[Segmentation data]
▼▼▼

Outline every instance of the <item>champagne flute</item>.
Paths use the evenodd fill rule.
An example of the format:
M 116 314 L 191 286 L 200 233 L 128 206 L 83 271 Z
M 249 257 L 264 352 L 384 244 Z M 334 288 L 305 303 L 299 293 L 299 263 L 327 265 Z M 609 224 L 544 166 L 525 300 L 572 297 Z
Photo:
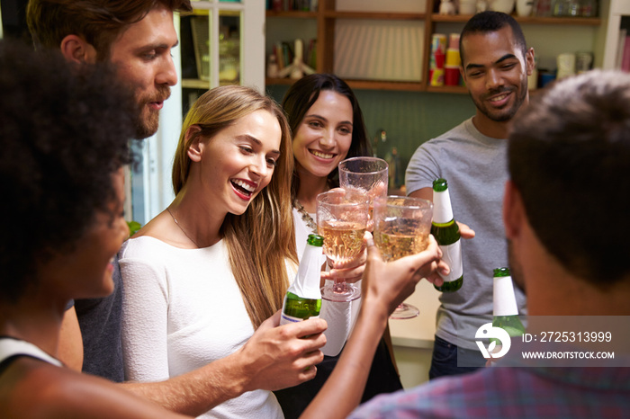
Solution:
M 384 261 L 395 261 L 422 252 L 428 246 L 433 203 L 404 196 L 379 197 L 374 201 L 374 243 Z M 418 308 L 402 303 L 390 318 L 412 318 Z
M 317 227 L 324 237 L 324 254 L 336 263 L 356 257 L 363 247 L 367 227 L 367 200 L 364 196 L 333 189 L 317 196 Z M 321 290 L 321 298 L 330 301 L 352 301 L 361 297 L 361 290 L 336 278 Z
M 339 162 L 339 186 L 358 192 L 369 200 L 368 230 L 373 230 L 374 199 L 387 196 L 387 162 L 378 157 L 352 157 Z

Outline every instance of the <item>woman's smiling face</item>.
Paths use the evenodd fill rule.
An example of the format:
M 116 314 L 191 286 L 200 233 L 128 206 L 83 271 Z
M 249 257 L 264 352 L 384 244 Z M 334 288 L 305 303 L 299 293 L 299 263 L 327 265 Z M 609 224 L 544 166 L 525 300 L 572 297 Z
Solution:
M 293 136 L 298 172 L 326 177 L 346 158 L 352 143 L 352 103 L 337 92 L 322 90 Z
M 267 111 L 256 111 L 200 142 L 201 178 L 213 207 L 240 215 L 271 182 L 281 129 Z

▲▲▲
▼▼▼

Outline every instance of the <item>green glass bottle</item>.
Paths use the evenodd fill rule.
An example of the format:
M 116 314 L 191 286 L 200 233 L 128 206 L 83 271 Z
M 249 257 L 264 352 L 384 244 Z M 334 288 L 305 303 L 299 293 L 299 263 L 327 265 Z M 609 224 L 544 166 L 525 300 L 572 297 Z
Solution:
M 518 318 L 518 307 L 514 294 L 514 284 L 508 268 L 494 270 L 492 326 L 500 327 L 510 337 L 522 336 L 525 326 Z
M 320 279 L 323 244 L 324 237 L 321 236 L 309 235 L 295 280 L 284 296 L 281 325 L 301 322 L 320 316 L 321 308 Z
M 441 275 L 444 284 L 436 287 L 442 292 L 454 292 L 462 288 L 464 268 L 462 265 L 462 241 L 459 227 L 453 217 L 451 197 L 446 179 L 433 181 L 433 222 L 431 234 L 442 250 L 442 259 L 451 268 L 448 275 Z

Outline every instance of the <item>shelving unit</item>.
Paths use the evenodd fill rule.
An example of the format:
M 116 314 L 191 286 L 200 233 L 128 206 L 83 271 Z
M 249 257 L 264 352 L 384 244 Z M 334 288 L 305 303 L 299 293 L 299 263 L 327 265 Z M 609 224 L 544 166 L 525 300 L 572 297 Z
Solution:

▲▲▲

▸ **EXERCISE PROMPT**:
Quote everything from the line containing "Outline every instance of the <item>woman's" down to the line containing "M 267 111 L", both included, and nothing else.

▸ **SOLUTION FOR THIS TASK**:
Outline every instance of the <item>woman's smiling face</item>.
Paths use the evenodd fill rule.
An example of the format:
M 116 314 L 191 286 L 200 233 L 128 206 L 83 271 Z
M 249 257 L 264 352 L 384 244 Z M 334 288 L 305 303 L 299 293 L 299 263 L 327 265 Z M 609 224 L 544 166 L 525 300 L 572 297 Z
Solution:
M 293 136 L 298 172 L 326 177 L 346 158 L 352 143 L 352 103 L 337 92 L 322 90 Z
M 267 111 L 256 111 L 200 142 L 201 178 L 213 207 L 240 215 L 271 182 L 281 129 Z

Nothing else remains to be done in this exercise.